SHORT EXERCISE 1: Using the article about Weber's paintings, decide whether each statement agrees with it: (a) "Island Jam" is an oil on canvas; (b) "Ying & Yang" is painted on canvas; (c) Weber's watercolors take longer to dry than the oils. Answer yes or no for each and quote the words that decide it.
SHORT EXERCISE 2: Set down, word for word, the stretch of the article about Weber's paintings from "On mixed-media paper" through "be quite varied.".

QUOTED PASSAGE:
Included will be a 52-inch-by-24-inch oil on canvas, “Island Jam.” The uplifting vibe, warm reds and blues, harkens to vacations past, listening to a live band, dancing in the sand. “I had no idea at all where it was going until I added the central figure of the girl with the tambourine,” Weber tells.
On mixed-media paper is another new piece, “Ying & Yang” (51-inches-by-34-inches). Weber’s signature jungle vibe is apparent as animals take shape and pop in bright colors, abstract lines, brush strokes and dots. The natural world also comes alive in “Land, Sea & Air,” in which a rush of blues and greens enliven the canvas.
“I go back and forth between a very colorful palette to a more monochromatic, somber one,” Weber says. “This really all depends on mood and subject matter.”
“Raven” shows as much, heavy-handed in grays and blacks, with a dash of green or light blue peeking through. Depending on the muse, Weber’s work can be quite varied.
“Both ‘Land, Sea & Air’ and ‘Raven’ are oils on canvas, and started by laying a simple shape of paint on the canvas,” he explains. “Then I just stared at each until something prompted me to make another mark—then each just flowed. They are totally different pieces in regard to color, subject matter and style, but they were both a joy to paint, once I got past the staring. My eyes will actually go buggy on me, as I squint to try and find that little hint of inspiration.”
Weber multitasks with the best of them, usually creating upward of two to three pieces simultaneously. Oils take longer to dry, so he often must walk away to allow ample drying time before returning to add layers. Conversely, his watercolors, acrylics and pen-and-inks are conducive to a quicker pace of work.

Position identification records:
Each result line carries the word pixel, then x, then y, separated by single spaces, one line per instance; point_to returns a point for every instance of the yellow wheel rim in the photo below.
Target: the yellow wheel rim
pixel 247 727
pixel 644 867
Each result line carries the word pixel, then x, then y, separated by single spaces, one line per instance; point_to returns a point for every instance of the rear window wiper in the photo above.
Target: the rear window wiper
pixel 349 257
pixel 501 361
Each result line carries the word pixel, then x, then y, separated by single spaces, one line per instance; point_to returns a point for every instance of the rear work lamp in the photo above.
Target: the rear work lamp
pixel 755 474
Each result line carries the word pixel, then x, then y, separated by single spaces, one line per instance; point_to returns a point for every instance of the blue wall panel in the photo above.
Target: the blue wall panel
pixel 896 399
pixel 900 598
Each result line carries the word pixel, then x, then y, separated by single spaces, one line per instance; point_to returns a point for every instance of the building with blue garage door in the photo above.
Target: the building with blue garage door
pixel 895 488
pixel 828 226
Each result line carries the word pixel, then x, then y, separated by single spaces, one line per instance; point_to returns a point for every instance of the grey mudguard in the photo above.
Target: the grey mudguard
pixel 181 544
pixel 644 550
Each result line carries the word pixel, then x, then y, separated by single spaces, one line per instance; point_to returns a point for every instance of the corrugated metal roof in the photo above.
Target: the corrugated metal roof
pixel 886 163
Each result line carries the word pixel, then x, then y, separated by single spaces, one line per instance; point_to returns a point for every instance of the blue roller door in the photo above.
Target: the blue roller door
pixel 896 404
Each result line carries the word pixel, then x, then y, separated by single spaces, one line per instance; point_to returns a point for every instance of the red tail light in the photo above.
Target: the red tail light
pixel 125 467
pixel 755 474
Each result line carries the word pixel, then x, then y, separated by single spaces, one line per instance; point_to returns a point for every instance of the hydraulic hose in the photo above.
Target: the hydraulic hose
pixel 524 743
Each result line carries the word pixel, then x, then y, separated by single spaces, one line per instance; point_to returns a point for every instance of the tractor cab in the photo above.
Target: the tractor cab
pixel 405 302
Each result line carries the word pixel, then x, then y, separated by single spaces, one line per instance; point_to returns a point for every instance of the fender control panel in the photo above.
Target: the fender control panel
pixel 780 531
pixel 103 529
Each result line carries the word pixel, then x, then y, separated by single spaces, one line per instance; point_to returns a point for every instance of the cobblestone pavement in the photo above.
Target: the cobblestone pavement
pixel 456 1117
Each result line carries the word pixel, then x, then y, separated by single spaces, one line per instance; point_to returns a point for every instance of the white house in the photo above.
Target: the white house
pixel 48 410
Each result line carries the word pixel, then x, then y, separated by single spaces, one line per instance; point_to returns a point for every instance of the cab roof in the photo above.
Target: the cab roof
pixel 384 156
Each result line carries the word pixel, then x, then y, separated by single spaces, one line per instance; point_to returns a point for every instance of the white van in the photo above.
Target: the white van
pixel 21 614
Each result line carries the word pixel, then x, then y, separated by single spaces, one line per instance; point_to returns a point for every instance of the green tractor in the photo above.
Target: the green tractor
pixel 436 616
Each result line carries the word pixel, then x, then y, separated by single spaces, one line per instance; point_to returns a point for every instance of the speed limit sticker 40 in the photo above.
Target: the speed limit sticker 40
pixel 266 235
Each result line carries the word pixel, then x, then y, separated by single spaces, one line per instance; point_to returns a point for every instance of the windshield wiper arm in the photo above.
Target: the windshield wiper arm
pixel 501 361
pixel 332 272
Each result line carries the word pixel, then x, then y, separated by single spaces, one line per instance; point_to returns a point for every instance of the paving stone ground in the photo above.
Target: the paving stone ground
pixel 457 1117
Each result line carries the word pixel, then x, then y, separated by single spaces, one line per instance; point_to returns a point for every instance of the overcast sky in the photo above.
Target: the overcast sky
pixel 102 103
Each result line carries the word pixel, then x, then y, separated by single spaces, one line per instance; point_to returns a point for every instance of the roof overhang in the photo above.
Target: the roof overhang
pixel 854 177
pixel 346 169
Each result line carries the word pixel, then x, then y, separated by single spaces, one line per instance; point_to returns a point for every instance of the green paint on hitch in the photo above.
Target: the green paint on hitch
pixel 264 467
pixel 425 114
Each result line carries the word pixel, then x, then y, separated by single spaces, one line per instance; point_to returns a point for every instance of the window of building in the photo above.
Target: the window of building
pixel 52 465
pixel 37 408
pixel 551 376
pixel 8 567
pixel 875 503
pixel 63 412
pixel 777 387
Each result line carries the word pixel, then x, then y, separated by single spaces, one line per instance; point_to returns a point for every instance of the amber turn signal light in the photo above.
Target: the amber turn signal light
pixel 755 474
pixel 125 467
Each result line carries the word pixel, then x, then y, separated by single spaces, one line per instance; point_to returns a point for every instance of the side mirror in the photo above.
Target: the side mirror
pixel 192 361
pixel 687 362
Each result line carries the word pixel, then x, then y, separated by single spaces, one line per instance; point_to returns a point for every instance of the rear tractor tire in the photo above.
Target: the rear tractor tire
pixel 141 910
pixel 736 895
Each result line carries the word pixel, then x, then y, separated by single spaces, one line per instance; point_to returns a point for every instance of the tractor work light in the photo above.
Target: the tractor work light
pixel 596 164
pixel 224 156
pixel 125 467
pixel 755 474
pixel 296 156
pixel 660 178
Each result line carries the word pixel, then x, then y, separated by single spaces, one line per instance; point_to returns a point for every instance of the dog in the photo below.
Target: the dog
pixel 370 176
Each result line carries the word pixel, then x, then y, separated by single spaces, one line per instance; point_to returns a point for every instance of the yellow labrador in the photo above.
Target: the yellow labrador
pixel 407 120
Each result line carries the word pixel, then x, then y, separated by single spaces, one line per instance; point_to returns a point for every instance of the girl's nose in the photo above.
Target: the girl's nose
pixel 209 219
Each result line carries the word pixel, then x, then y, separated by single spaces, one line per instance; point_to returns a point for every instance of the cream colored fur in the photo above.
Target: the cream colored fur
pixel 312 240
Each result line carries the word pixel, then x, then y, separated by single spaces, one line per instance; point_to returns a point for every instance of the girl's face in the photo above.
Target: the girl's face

TASK RESULT 1:
(a) Yes: "Included will be a 52-inch-by-24-inch oil on canvas, “Island Jam.”"
(b) No: "On mixed-media paper is another new piece, “Ying & Yang” (51-inches-by-34-inches)."
(c) No: "Oils take longer to dry" and "his watercolors, acrylics and pen-and-inks are conducive to a quicker pace of work."

TASK RESULT 2:
On mixed-media paper is another new piece, “Ying & Yang” (51-inches-by-34-inches). Weber’s signature jungle vibe is apparent as animals take shape and pop in bright colors, abstract lines, brush strokes and dots. The natural world also comes alive in “Land, Sea & Air,” in which a rush of blues and greens enliven the canvas.
“I go back and forth between a very colorful palette to a more monochromatic, somber one,” Weber says. “This really all depends on mood and subject matter.”
“Raven” shows as much, heavy-handed in grays and blacks, with a dash of green or light blue peeking through. Depending on the muse, Weber’s work can be quite varied.